**TASK REQUIREMENTS:** Copy the entries below, swapping every "positive clicks" for "foreground clicks" and leaving the rest unchanged.
─── DATASET RECORDS
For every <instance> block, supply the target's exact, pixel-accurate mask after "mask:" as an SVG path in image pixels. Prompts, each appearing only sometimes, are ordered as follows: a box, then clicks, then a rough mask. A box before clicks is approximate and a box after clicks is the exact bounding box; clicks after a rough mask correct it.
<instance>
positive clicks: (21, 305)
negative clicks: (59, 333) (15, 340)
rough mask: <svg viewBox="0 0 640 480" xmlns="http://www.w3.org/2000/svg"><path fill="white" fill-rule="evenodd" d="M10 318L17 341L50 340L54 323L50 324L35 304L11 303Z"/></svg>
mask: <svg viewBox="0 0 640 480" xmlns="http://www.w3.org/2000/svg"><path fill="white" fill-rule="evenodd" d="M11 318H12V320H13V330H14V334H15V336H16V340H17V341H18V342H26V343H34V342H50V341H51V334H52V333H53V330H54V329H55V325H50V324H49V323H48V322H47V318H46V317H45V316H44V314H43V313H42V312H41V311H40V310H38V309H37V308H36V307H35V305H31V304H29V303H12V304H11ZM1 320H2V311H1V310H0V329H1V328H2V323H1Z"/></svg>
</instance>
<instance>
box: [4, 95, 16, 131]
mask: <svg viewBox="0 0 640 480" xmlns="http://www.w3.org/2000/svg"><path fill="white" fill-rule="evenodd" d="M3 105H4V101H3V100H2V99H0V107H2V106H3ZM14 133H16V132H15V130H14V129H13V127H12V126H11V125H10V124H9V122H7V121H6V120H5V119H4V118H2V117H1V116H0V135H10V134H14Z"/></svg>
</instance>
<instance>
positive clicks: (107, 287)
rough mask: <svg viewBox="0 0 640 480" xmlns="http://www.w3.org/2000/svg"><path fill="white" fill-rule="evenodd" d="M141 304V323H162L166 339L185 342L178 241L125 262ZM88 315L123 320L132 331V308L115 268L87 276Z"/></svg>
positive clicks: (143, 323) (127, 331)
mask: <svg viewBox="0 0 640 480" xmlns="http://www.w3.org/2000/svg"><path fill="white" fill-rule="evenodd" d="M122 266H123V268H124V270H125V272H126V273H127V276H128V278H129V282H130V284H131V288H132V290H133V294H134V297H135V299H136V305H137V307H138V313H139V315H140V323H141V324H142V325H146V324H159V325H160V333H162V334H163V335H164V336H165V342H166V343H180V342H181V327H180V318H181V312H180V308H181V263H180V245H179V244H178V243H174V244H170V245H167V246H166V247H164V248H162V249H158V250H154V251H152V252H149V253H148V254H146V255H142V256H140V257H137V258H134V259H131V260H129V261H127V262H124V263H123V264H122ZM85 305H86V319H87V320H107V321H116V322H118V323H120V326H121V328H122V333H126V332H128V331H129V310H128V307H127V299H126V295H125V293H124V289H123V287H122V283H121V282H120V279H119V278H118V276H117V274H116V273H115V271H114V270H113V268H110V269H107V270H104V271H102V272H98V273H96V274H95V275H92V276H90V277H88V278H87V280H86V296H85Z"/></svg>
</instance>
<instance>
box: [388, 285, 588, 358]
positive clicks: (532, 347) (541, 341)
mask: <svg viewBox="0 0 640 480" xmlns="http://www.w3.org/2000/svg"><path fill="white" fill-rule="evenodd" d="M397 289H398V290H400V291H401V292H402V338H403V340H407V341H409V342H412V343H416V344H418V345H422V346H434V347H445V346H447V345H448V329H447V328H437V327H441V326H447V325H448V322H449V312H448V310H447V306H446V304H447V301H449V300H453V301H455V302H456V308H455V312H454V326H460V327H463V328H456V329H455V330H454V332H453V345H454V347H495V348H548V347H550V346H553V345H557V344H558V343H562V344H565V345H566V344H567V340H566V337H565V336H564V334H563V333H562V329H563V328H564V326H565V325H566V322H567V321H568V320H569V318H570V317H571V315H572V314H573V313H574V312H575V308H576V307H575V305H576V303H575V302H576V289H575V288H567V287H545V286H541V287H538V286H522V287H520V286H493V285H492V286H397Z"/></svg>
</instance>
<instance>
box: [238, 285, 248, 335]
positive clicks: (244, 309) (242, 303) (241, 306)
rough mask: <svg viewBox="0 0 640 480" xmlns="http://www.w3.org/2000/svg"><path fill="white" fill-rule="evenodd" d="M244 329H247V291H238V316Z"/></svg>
──────
**ANSWER SECTION:**
For every <instance> block, supply the target's exact, pixel-accurate mask after "mask:" as an SVG path in image pixels. Prompts, each appearing only sometimes, are ordered as follows: a box, then clicks, then a rough mask. A box before clicks is approximate and a box after clicks is the exact bounding box; clicks after a rough mask correct it.
<instance>
foreground clicks: (21, 305)
negative clicks: (59, 333) (15, 340)
rough mask: <svg viewBox="0 0 640 480" xmlns="http://www.w3.org/2000/svg"><path fill="white" fill-rule="evenodd" d="M10 318L17 341L50 340L54 323L50 324L35 304L11 303Z"/></svg>
mask: <svg viewBox="0 0 640 480" xmlns="http://www.w3.org/2000/svg"><path fill="white" fill-rule="evenodd" d="M11 318H12V320H13V330H14V334H15V336H16V340H17V341H18V342H26V343H34V342H50V341H51V334H52V333H53V330H54V329H55V325H50V324H49V323H48V322H47V318H46V317H45V316H44V314H43V313H42V312H41V311H40V310H38V309H37V308H36V307H35V305H31V304H29V303H12V304H11ZM1 320H2V311H1V310H0V329H1V328H2V323H1Z"/></svg>
</instance>
<instance>
box: [4, 95, 16, 131]
mask: <svg viewBox="0 0 640 480" xmlns="http://www.w3.org/2000/svg"><path fill="white" fill-rule="evenodd" d="M3 105H4V101H3V100H2V99H0V107H2V106H3ZM14 133H16V132H15V130H14V129H13V127H12V126H11V125H10V124H9V122H7V121H6V120H5V119H4V118H2V117H1V116H0V135H10V134H14Z"/></svg>
</instance>
<instance>
foreground clicks: (107, 287)
rough mask: <svg viewBox="0 0 640 480" xmlns="http://www.w3.org/2000/svg"><path fill="white" fill-rule="evenodd" d="M141 304V323H162L166 339L185 342L178 241L125 262ZM88 315L123 320L132 331V308L115 268L87 276Z"/></svg>
foreground clicks: (143, 323) (127, 331)
mask: <svg viewBox="0 0 640 480" xmlns="http://www.w3.org/2000/svg"><path fill="white" fill-rule="evenodd" d="M122 266H123V268H124V270H125V272H126V273H127V276H128V278H129V282H130V284H131V288H132V290H133V294H134V297H135V299H136V305H137V307H138V313H139V315H140V323H141V324H142V325H146V324H159V325H160V333H162V334H163V335H164V336H165V342H166V343H180V342H181V327H180V318H181V312H180V308H181V263H180V245H179V244H178V243H174V244H170V245H167V246H166V247H164V248H162V249H158V250H154V251H152V252H149V253H148V254H146V255H142V256H140V257H137V258H134V259H131V260H129V261H127V262H124V263H123V264H122ZM85 305H86V319H87V320H107V321H116V322H118V323H120V326H121V328H122V333H126V332H128V331H129V310H128V307H127V299H126V295H125V293H124V289H123V287H122V283H121V282H120V279H119V278H118V276H117V274H116V273H115V271H114V270H113V268H110V269H107V270H104V271H102V272H98V273H96V274H95V275H92V276H90V277H88V278H87V280H86V296H85Z"/></svg>
</instance>
<instance>
box: [388, 285, 588, 358]
foreground clicks: (532, 347) (541, 341)
mask: <svg viewBox="0 0 640 480" xmlns="http://www.w3.org/2000/svg"><path fill="white" fill-rule="evenodd" d="M397 289H398V290H400V291H401V292H402V338H403V340H407V341H409V342H412V343H416V344H418V345H422V346H434V347H445V346H447V345H448V329H447V328H437V327H441V326H447V325H448V322H449V312H448V310H447V306H446V304H447V301H449V300H453V301H455V302H456V308H455V312H454V326H460V327H463V328H456V329H455V330H454V332H453V345H454V347H495V348H548V347H550V346H553V345H557V344H558V343H562V344H565V345H566V344H567V340H566V337H565V336H564V334H563V333H562V329H563V328H564V326H565V325H566V322H567V321H568V320H569V318H570V317H571V315H572V314H573V313H574V312H575V308H576V307H575V305H576V303H575V302H576V289H575V288H567V287H545V286H541V287H538V286H522V287H520V286H493V285H492V286H397Z"/></svg>
</instance>
<instance>
box: [238, 285, 248, 335]
foreground clicks: (244, 309) (242, 303) (241, 306)
rough mask: <svg viewBox="0 0 640 480" xmlns="http://www.w3.org/2000/svg"><path fill="white" fill-rule="evenodd" d="M244 329H247V291H238V316Z"/></svg>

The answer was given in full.